**TO BE DONE**
Retype precisely the section of the data that starts at the line containing "Where can the bare deciduous" and runs to its final line, ends included.

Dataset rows
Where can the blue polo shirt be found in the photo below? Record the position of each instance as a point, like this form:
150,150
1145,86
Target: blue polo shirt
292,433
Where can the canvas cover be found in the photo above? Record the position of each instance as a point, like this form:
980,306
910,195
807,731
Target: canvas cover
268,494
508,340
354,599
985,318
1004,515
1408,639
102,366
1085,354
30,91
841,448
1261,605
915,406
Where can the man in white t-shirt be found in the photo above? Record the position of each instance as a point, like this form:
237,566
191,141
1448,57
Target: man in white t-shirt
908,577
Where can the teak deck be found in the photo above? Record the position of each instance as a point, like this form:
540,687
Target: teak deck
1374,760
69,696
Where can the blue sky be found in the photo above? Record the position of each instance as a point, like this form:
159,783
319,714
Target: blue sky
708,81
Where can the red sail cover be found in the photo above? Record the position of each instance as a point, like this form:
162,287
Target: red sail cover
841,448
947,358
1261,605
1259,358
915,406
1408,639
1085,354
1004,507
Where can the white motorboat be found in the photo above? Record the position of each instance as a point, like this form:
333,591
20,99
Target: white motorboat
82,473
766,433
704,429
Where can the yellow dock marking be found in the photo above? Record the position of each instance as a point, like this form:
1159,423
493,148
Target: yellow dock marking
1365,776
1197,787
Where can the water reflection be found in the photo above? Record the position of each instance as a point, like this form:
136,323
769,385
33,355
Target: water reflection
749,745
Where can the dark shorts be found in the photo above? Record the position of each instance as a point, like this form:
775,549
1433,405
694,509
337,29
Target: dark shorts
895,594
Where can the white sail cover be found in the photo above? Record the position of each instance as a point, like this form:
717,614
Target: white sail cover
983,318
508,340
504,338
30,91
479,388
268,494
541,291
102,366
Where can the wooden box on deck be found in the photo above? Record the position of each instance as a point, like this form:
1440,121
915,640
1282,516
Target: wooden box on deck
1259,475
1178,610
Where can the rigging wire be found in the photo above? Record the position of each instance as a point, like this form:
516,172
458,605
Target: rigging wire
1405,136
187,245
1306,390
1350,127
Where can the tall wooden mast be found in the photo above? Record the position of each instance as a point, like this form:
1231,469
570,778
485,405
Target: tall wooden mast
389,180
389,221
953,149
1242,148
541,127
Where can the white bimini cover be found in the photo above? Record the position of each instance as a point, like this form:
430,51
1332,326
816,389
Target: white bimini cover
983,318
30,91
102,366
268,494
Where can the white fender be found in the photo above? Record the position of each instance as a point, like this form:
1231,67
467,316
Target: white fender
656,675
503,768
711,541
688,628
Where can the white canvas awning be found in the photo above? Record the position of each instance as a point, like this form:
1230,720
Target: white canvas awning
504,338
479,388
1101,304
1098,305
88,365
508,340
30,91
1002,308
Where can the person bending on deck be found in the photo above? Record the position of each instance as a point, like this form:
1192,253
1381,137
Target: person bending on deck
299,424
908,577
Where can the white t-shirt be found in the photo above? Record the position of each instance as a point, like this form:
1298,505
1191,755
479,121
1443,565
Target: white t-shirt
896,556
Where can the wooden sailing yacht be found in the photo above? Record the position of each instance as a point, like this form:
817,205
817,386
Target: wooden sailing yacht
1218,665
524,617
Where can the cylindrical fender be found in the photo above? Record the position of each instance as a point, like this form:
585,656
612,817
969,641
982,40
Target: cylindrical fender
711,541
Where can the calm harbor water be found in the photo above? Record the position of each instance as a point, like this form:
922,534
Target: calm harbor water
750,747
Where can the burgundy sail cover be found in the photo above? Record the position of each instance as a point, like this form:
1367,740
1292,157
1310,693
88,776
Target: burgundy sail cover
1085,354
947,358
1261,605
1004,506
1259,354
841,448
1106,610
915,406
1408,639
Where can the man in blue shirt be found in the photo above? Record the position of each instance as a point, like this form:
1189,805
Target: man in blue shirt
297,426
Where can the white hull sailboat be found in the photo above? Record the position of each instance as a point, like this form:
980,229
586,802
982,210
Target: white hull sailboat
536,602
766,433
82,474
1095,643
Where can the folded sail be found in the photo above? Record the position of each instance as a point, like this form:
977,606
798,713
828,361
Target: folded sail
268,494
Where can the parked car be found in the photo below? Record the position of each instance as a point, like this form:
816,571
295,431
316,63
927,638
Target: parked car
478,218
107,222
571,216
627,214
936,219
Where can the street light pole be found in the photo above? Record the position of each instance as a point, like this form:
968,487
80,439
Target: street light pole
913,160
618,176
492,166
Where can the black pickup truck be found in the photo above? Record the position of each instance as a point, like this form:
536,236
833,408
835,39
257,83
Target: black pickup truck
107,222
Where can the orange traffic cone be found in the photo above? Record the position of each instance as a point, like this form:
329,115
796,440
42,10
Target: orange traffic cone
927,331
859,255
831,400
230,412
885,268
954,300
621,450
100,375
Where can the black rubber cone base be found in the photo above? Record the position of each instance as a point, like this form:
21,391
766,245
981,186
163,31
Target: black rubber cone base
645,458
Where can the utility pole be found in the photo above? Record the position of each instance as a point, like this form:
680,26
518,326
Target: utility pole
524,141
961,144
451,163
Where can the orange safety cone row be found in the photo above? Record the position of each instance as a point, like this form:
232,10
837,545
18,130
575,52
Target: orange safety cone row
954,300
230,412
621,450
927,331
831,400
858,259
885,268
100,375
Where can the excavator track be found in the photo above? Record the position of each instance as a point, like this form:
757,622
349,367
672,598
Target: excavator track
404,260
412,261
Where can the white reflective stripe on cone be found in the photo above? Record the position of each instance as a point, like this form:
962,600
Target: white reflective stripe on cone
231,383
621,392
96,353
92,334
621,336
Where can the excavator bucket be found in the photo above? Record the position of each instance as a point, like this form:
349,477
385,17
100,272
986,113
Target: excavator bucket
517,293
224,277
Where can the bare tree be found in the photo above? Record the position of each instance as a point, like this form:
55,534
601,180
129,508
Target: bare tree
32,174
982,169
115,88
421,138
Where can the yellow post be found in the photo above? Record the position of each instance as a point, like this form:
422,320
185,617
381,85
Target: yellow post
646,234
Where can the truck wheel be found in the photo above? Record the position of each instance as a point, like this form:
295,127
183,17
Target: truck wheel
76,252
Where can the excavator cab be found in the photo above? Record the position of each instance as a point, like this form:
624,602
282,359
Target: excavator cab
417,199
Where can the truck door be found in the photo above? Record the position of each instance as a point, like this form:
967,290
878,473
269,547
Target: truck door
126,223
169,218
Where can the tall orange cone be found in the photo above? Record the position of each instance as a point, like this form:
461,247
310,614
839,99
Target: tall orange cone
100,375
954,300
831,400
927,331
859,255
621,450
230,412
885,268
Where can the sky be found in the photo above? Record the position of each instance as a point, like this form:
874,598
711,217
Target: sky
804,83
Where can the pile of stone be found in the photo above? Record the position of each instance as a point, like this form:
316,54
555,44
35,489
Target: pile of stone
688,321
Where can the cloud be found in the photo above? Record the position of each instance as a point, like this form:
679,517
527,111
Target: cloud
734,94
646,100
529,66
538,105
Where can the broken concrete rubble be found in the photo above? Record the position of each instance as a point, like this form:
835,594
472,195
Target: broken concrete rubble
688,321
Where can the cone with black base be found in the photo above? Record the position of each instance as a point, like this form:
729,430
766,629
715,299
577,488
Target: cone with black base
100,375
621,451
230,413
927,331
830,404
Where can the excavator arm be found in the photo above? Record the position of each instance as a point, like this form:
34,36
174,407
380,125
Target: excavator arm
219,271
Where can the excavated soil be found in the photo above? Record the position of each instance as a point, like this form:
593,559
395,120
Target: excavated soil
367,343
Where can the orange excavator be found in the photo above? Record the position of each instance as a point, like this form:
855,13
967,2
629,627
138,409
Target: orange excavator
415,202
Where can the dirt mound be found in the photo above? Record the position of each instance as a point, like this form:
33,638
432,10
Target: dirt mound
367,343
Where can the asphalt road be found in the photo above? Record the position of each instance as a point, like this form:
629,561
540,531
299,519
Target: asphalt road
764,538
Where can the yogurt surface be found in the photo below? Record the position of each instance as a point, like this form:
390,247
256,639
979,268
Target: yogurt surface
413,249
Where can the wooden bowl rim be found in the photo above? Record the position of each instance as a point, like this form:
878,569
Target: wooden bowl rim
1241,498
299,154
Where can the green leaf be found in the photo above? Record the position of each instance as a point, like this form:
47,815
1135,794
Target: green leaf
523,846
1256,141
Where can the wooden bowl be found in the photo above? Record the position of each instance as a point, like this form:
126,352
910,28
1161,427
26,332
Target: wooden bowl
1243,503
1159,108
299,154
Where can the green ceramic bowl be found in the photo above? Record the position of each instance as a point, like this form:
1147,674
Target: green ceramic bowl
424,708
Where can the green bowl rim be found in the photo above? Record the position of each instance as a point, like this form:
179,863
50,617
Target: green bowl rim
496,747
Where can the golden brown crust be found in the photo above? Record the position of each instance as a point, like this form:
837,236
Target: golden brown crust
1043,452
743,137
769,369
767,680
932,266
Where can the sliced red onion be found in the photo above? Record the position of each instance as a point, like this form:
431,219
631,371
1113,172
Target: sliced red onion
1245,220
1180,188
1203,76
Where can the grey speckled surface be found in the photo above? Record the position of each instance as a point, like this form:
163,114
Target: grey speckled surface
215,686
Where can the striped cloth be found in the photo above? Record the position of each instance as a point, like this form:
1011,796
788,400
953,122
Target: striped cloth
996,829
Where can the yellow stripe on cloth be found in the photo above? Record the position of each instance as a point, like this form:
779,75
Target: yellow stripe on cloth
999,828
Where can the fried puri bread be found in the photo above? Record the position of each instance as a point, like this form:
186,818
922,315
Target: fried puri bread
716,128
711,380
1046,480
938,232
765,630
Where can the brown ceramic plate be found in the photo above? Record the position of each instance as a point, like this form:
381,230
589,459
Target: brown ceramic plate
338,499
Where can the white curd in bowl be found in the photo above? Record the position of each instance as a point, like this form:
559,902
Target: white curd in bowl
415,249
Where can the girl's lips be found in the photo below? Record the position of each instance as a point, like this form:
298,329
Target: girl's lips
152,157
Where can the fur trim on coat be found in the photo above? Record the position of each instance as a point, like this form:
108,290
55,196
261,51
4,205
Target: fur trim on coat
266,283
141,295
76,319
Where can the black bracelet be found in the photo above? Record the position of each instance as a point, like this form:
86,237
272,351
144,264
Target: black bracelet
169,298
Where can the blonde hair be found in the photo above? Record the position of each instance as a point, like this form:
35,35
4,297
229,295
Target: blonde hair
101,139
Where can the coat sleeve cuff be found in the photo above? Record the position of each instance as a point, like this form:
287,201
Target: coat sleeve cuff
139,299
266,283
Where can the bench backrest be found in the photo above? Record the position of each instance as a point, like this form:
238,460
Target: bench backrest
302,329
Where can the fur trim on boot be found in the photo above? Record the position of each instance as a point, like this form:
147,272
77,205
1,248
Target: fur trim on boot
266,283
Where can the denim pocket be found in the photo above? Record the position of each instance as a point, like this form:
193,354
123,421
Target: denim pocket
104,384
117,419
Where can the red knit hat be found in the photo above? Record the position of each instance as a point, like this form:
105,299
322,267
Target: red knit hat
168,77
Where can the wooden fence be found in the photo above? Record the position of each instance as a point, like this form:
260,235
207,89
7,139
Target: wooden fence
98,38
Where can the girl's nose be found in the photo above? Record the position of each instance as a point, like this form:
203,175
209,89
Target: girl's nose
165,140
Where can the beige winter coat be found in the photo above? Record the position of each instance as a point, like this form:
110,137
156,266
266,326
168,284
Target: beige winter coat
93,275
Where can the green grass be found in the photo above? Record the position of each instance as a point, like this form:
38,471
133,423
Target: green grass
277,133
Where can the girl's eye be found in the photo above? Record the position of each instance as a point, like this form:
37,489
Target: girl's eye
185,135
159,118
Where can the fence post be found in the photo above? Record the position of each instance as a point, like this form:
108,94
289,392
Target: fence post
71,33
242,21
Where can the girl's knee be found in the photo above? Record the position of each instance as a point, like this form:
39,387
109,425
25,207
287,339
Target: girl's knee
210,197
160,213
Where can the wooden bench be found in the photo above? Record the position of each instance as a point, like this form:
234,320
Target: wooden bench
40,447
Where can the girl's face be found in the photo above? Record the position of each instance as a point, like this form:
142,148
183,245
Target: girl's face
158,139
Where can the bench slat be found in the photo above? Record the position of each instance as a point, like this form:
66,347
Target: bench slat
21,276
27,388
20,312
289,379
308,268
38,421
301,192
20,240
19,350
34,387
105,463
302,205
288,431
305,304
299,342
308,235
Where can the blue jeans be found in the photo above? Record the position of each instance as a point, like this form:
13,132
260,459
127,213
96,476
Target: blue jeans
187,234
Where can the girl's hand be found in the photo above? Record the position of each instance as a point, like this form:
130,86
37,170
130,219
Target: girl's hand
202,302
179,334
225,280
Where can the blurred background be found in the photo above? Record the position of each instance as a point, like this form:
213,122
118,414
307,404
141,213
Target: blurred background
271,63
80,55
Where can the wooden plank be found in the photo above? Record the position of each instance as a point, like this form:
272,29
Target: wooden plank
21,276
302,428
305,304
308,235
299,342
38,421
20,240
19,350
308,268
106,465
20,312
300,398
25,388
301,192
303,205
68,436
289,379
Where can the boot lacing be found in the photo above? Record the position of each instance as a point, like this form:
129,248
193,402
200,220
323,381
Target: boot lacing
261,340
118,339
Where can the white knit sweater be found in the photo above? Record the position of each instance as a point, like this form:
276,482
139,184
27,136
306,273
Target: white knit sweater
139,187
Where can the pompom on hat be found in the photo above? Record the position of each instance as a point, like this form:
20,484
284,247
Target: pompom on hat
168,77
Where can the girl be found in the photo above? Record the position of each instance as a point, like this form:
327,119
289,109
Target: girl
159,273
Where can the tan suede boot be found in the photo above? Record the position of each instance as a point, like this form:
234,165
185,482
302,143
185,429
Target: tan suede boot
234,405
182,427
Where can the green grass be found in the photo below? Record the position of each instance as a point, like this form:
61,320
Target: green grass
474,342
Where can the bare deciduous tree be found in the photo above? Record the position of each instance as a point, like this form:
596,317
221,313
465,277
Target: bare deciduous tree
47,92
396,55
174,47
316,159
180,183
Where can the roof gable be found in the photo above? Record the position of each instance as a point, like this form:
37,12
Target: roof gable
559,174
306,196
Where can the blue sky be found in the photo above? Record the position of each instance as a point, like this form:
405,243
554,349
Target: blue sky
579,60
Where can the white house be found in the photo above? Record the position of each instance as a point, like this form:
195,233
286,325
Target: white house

**ANSWER**
Where can the bare deciduous tree be found in the photo above? Record the position of each instance as a point, like this form:
596,317
221,313
465,277
Target: bare deciduous tree
47,92
396,55
174,47
316,159
180,183
Where can the roof gable be found in the photo above? Record the position of each instance as a point, like this form:
37,12
Target: roof gable
559,174
306,196
Where can the blue sky be found in the photo above? Record the position of each instance as a point, like this form:
405,243
554,349
Target: blue sky
579,60
Where can the white house be found in the photo above? Record the position of each instance as a point, like this form:
195,233
286,325
Target: white house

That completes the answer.